* Esplora il materiale:
A. Le affermazioni (i), (ii) e (iii) concordano con il testo sulla guerra in Sudan? Per ciascuna rispondi sì o no e cita alla lettera le parole del testo che lo stabiliscono.
(i) L'Arabia Saudita sostiene l'esercito sudanese.
(ii) Nel 2022 in Italia sono stati registrati quasi seimila arrivi di sudanesi.
(iii) In Sudan le scuole sono chiuse da un anno.
B. Trascrivi parola per parola tutto il testo sulla guerra in Sudan che va da "Intanto il conflitto" giù fino a "e agli abusi.", incluse queste parole.

------ Testo fornito

Un anno di guerra. Un conflitto civile senza quartiere che vede opposti l’esercito guidato dal generale Abdel Fattah al-Burhan ai paramilitari delle Forze di supporto rapido (Rsf) che fanno capo a Mohammed Hamdan Dagalo detto «Hemetti».
Il Sudan ha vissuto mesi di scontri, violenze, fughe. Le fazioni in guerra avevano originariamente stretto un’alleanza dopo la rivoluzione che nel 2019 ha portato alla caduta del dittatore sudanese Omar al-Bashir. Avevano promesso una transizione verso la democrazia, ma invece hanno rovesciato il governo civile di transizione con un secondo colpo di stato nel 2021. Gli ex alleati si sono poi divisi sui piani per una nuova transizione e sull’integrazione del gruppo ribelle Rsf nell’esercito regolare.
Dal 15 aprile 2023, l’esercito sudanese e la Rsf sono impegnati in una lotta di potere su chi potrà gestire una nazione ricca di risorse che si trova in un crocevia vitale tra Nordafrica, Sahel, Corno d’Africa e Mar Rosso. Alle loro spalle alleati internazionali. Arabia Saudita, Egitto e Iran sostengono l’esercito sudanese, mentre gli Emirati arabi uniti sono accusati di sostenere il leader ribelle Hemetti. Anche la Russia ? presente. I suoi mercenari sono allineati con la Rsf. Gli Stati Uniti la accusano di armare la milizia in cambio di oro di contrabbando. Gli esperti affermano che parte di queste ricchezze vengono poi impiegate per finanziare la guerra di Mosca in Ucraina.
Intanto il conflitto ha causato una grave crisi umanitaria. In un anno di scontri sono morte 14mila persone e, secondo dati Onu, 8,6 milioni di sudanesi hanno lasciato la propria casa per cercare rifugio in zone sicure, 1,8 milioni delle quali hanno trovato ospitalità all’estero. Nell’ultimo anno, 16mila rifugiati sudanesi si sono registrati all’Unhcr in Libia altri 6.500 in Tunisia. La Libia e la Tunisia sono punti di partenza per chi cerca di proseguire verso l’Europa. L’anno scorso in Italia sono stati registrati quasi seimila arrivi di sudanesi, contro i mille del 2022. I rifugiati sudanesi in Europa sono relativamente nuovi e i loro viaggi differiscono da quelli di popolazioni di rifugiati più consolidate provenienti dal Corno d’Africa, che spesso hanno legami familiari e di parentela in Europa. Questo, sottolinea Unhcr, li rende più suscettibili allo sfruttamento e agli abusi.
Uno studio condotto dalla stessa Unhcr ha individuato nelle aggressioni fisiche (30%), in sistemi fiscali illegali (24%) ed estorsioni (22%) le motivazioni principali che hanno spinto la gente a fuggire.
Chi invece non cerca rifugio in Europa, fugge nella Repubblica Centrafricana, in Ciad, Egitto, Etiopia e Sud Sudan. Quest’ultimo accoglie il maggior numero di persone, compresi migliaia di rimpatriati sud sudanesi, grandi flussi hanno investito anche il Ciad e l’Egitto. L’arrivo di migliaia di persone ogni giorno in aree di confine remote e insicure, mette a dura prova le scarse strutture e la logistica per portare gli aiuti per fornire un minimo sostegno agli arrivati.
Alla crisi degli sfollati si aggiunge quella delle strutture del Paese. Le scuole sono chiuse da un anno e meno di un terzo degli ospedali del Sudan è ancora attivo: le strutture funzionanti si occupano principalmente di curare i feriti di guerra. I blackout elettrici e le interruzioni della rete internet sono frequenti, l’accesso a medicine e beni di prima necessità è complesso ovunque. Le Nazioni Unite hanno chiesto un intervento urgente per scongiurare quella che può diventare la più grave crisi umanitaria degli ultimi anni.

------------
------ Materiale di riferimento

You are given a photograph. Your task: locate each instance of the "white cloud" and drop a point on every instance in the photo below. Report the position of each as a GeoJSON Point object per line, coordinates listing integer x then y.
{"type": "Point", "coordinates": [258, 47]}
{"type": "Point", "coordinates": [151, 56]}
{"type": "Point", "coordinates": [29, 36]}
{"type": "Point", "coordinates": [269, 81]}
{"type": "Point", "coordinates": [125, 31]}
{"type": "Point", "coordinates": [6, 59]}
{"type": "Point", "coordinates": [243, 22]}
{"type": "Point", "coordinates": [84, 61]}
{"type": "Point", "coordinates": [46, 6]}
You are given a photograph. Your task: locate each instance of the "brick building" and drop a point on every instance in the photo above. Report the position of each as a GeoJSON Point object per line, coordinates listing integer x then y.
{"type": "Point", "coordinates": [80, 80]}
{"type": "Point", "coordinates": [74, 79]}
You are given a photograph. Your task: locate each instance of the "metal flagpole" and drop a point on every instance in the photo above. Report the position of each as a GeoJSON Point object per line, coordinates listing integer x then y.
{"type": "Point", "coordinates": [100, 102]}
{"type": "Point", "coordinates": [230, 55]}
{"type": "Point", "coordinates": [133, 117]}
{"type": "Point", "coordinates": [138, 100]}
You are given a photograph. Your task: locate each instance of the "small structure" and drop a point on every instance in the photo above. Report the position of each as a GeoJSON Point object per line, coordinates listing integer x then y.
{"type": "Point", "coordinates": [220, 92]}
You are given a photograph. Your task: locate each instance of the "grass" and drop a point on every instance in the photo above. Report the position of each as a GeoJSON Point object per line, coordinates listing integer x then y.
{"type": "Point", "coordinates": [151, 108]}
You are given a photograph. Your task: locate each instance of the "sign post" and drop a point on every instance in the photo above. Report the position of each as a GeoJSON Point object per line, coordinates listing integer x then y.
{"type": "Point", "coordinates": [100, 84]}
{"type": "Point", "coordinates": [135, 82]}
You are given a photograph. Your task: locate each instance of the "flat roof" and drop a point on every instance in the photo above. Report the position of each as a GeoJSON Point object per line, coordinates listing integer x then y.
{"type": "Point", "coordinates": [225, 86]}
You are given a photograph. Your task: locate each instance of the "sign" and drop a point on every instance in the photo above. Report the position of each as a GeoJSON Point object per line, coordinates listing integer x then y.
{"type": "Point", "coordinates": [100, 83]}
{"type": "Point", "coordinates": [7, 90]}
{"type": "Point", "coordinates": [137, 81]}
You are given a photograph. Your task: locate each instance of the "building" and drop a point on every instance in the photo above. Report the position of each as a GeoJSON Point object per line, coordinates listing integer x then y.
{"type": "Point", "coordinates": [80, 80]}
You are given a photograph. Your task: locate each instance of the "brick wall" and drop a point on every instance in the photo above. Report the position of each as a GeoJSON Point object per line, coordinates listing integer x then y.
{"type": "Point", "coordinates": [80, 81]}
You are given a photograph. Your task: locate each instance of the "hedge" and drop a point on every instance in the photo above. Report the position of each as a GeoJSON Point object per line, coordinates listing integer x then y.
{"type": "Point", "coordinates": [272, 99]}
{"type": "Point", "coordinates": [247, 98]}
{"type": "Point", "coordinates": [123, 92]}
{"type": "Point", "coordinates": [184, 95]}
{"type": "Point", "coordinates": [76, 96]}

------------

* Esercizio svolto:
A.
(i) Sì: «Arabia Saudita, Egitto e Iran sostengono l’esercito sudanese»
(ii) No: «L’anno scorso in Italia sono stati registrati quasi seimila arrivi di sudanesi, contro i mille del 2022.»
(iii) Sì: «Le scuole sono chiuse da un anno»

B.
Intanto il conflitto ha causato una grave crisi umanitaria. In un anno di scontri sono morte 14mila persone e, secondo dati Onu, 8,6 milioni di sudanesi hanno lasciato la propria casa per cercare rifugio in zone sicure, 1,8 milioni delle quali hanno trovato ospitalità all’estero. Nell’ultimo anno, 16mila rifugiati sudanesi si sono registrati all’Unhcr in Libia altri 6.500 in Tunisia. La Libia e la Tunisia sono punti di partenza per chi cerca di proseguire verso l’Europa. L’anno scorso in Italia sono stati registrati quasi seimila arrivi di sudanesi, contro i mille del 2022. I rifugiati sudanesi in Europa sono relativamente nuovi e i loro viaggi differiscono da quelli di popolazioni di rifugiati più consolidate provenienti dal Corno d’Africa, che spesso hanno legami familiari e di parentela in Europa. Questo, sottolinea Unhcr, li rende più suscettibili allo sfruttamento e agli abusi.